--- BEGIN ---
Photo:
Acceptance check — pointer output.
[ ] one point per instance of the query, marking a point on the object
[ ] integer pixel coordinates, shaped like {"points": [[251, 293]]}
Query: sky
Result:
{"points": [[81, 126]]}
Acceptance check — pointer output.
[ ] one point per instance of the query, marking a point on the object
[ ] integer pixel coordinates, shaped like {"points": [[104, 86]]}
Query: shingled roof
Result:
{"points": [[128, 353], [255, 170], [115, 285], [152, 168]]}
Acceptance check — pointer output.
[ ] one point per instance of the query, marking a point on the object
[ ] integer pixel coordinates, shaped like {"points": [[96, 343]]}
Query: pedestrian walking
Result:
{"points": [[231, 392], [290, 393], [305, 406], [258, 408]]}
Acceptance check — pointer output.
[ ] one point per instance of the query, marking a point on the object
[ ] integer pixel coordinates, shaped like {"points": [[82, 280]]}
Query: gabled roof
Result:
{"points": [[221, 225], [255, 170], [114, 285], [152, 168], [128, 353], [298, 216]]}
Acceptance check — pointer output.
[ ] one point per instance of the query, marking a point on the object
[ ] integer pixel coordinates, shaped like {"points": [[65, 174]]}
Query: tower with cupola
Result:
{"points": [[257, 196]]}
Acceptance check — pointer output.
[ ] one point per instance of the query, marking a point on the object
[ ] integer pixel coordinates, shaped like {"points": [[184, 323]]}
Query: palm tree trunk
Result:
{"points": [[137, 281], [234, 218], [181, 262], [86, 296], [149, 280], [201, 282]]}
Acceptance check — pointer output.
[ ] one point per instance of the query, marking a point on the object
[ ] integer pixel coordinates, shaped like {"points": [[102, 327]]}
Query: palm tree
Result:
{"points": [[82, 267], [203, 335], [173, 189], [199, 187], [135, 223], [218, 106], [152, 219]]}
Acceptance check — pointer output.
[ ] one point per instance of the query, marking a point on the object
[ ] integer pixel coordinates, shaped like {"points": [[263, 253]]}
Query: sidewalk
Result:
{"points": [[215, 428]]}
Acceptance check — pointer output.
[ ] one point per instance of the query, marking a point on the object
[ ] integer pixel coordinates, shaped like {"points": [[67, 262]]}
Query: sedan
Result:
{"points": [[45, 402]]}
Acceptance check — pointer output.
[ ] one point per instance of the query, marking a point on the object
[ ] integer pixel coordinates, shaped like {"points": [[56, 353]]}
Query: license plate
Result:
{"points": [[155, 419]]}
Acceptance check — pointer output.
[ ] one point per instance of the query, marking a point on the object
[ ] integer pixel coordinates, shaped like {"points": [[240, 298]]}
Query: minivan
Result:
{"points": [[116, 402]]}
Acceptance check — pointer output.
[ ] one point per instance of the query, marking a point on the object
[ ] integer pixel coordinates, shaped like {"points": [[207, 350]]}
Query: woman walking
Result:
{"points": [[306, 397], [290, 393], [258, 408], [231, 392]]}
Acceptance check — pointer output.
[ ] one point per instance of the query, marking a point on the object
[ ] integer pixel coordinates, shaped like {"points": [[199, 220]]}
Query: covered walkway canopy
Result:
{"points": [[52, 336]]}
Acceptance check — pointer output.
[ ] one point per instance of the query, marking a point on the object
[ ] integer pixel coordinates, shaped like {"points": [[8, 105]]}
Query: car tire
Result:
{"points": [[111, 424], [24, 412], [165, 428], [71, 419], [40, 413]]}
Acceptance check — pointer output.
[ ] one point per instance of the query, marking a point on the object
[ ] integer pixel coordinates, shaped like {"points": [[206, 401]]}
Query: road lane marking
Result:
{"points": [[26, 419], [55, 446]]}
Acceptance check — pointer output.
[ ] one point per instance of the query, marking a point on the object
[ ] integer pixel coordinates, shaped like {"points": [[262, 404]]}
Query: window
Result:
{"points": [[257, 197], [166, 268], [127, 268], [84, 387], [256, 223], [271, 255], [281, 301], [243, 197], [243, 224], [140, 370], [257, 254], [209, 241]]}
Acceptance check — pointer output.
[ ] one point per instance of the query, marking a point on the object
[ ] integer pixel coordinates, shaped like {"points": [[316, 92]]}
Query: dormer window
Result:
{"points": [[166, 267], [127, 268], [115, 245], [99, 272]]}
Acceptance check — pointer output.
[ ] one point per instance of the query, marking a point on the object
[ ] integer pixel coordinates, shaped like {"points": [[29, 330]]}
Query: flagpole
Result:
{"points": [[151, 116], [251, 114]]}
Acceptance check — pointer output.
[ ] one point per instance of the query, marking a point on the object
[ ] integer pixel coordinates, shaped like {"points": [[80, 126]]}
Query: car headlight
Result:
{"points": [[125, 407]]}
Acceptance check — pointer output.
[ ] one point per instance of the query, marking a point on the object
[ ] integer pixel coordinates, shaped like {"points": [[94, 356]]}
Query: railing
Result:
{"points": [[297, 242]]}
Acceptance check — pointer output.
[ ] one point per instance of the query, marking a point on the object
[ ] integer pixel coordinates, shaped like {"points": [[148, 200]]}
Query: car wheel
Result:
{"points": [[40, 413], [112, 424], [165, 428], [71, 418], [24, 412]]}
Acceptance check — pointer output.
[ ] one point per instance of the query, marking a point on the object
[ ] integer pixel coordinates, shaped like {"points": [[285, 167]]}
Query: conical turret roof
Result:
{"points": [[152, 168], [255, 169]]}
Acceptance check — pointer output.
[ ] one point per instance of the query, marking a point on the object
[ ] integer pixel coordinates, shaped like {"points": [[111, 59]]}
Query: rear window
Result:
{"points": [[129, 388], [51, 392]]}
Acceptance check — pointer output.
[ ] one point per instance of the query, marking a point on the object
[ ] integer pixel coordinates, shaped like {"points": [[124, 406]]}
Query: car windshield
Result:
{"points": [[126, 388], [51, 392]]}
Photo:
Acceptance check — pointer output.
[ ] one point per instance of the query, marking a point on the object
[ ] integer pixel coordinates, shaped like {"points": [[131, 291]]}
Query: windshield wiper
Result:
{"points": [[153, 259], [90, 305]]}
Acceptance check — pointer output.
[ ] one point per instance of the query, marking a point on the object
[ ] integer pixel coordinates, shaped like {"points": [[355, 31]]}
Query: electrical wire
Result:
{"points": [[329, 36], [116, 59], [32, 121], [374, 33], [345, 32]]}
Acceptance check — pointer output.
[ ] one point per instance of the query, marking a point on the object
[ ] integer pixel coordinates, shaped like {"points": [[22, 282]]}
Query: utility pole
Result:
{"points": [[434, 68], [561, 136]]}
--- END ---
■ Problem to solve: Set all of the entries down again, exactly as they were given.

■ Response to the task:
Photo:
Acceptance check — pointer output.
[ ] one point per instance of the query, marking a point on the object
[ ] integer pixel coordinates, shaped like {"points": [[251, 293]]}
Query: sky
Result:
{"points": [[81, 126]]}
Acceptance check — pointer output.
[ ] one point per instance of the query, marking a point on the object
[ ] integer pixel coordinates, shaped like {"points": [[104, 86]]}
Query: shingled roof
Result:
{"points": [[128, 353], [255, 170], [115, 285], [152, 168]]}
Acceptance check — pointer output.
[ ] one point per instance of the query, marking a point on the object
[ ] integer pixel coordinates, shaped like {"points": [[96, 343]]}
Query: pedestrian walking
Result:
{"points": [[231, 392], [290, 393], [305, 406], [258, 408]]}
Acceptance check — pointer output.
[ ] one point per instance of the query, marking a point on the object
[ ] integer pixel coordinates, shaped like {"points": [[82, 280]]}
Query: gabled roof
Result:
{"points": [[221, 225], [255, 170], [114, 285], [152, 168], [128, 353], [298, 216]]}
Acceptance check — pointer output.
[ ] one point per instance of the query, marking a point on the object
[ ] integer pixel coordinates, shaped like {"points": [[65, 174]]}
Query: tower with cupola
Result:
{"points": [[257, 196]]}
Acceptance check — pointer output.
[ ] one point per instance of the query, marking a point on the object
[ ] integer pixel coordinates, shaped like {"points": [[184, 323]]}
Query: palm tree trunk
Result:
{"points": [[137, 281], [234, 218], [181, 262], [86, 296], [149, 280], [201, 282]]}
Acceptance check — pointer output.
[ ] one point per instance of the query, marking a point on the object
[ ] integer pixel coordinates, shaped like {"points": [[102, 327]]}
Query: palm tree
Result:
{"points": [[82, 267], [203, 335], [173, 189], [199, 187], [135, 223], [218, 106], [152, 219]]}
Acceptance check — pointer output.
[ ] one point per instance of the query, marking a point on the object
[ ] integer pixel coordinates, shaped like {"points": [[263, 253]]}
Query: sidewalk
Result:
{"points": [[215, 428]]}
Acceptance check — pointer output.
[ ] one point per instance of the query, marking a point on the object
[ ] integer pixel coordinates, shaped like {"points": [[67, 262]]}
Query: sedan
Result:
{"points": [[45, 402]]}
Acceptance check — pointer output.
[ ] one point per instance of the query, marking a point on the object
[ ] integer pixel coordinates, shaped like {"points": [[56, 353]]}
Query: license plate
Result:
{"points": [[155, 419]]}
Acceptance check — pointer output.
[ ] one point per instance of the query, marking a point on the object
[ ] integer pixel coordinates, shaped like {"points": [[240, 298]]}
Query: minivan
Result:
{"points": [[116, 402]]}
Acceptance check — pointer output.
[ ] one point per instance of the query, marking a point on the object
[ ] integer pixel coordinates, shaped like {"points": [[207, 350]]}
Query: woman walking
Result:
{"points": [[306, 397], [290, 393], [258, 408], [231, 392]]}
Acceptance check — pointer output.
[ ] one point per instance of the query, marking a point on the object
[ ] integer pixel coordinates, shaped like {"points": [[199, 220]]}
Query: covered walkway canopy
Result:
{"points": [[52, 336]]}
Acceptance check — pointer output.
[ ] one point per instance of the query, marking a point on the object
[ ] integer pixel coordinates, shaped like {"points": [[8, 105]]}
Query: car tire
Result:
{"points": [[111, 424], [24, 412], [165, 428], [71, 419], [40, 413]]}
Acceptance check — pointer output.
[ ] one point per instance of the query, marking a point on the object
[ ] integer pixel coordinates, shaped like {"points": [[206, 401]]}
Query: road lane marking
Result:
{"points": [[26, 419], [55, 446]]}
Acceptance check — pointer output.
[ ] one point per instance of the query, marking a point on the object
[ ] integer pixel coordinates, shaped like {"points": [[262, 404]]}
Query: window
Result:
{"points": [[257, 197], [166, 268], [127, 268], [84, 387], [256, 223], [271, 255], [281, 301], [243, 197], [243, 224], [140, 370], [257, 254], [209, 241]]}
Acceptance check — pointer output.
[ ] one point per instance of the query, marking a point on the object
[ ] integer pixel coordinates, shaped like {"points": [[316, 92]]}
Query: dormer window
Result:
{"points": [[166, 267], [127, 268], [115, 245], [99, 272]]}
Acceptance check — pointer output.
[ ] one point per instance of the query, marking a point on the object
[ ] integer pixel coordinates, shaped like {"points": [[29, 330]]}
Query: flagpole
Result:
{"points": [[151, 116], [251, 114]]}
Acceptance check — pointer output.
[ ] one point per instance of the query, marking a point on the object
[ ] integer pixel coordinates, shaped like {"points": [[80, 126]]}
Query: car headlight
Result:
{"points": [[125, 407]]}
Acceptance check — pointer output.
[ ] one point per instance of the query, marking a point on the object
[ ] integer pixel coordinates, shaped like {"points": [[94, 356]]}
Query: railing
Result:
{"points": [[297, 242]]}
Acceptance check — pointer output.
[ ] one point per instance of the query, marking a point on the object
[ ] integer pixel coordinates, shaped like {"points": [[148, 200]]}
Query: car wheel
Result:
{"points": [[40, 413], [112, 424], [165, 428], [71, 418], [24, 412]]}
Acceptance check — pointer output.
[ ] one point per instance of the query, marking a point on the object
[ ] integer pixel coordinates, shaped like {"points": [[285, 167]]}
Query: conical turret roof
Result:
{"points": [[152, 168], [255, 169]]}
Acceptance check — pointer output.
[ ] one point per instance of the query, marking a point on the object
[ ] integer pixel coordinates, shaped like {"points": [[111, 59]]}
Query: rear window
Result:
{"points": [[129, 388], [51, 392]]}
Acceptance check — pointer output.
[ ] one point per instance of the query, marking a point on the object
[ ] integer pixel coordinates, shaped like {"points": [[124, 406]]}
Query: car windshield
Result:
{"points": [[126, 388], [51, 392]]}
Photo:
Acceptance check — pointer output.
[ ] one point per instance of the query, marking a point on the object
[ ] integer pixel coordinates, shaped like {"points": [[131, 291]]}
Query: windshield wiper
Result:
{"points": [[153, 259], [90, 305]]}
Acceptance check — pointer output.
[ ] one point per instance of the query, marking a point on the object
[ ] integer pixel coordinates, shaped like {"points": [[355, 31]]}
Query: electrical wire
Result:
{"points": [[329, 36], [116, 59], [32, 121], [374, 33], [345, 32]]}
Acceptance check — pointer output.
[ ] one point per instance of the query, marking a point on the object
[ ] integer pixel coordinates, shaped like {"points": [[22, 282]]}
Query: utility pole
Result:
{"points": [[434, 68], [561, 136]]}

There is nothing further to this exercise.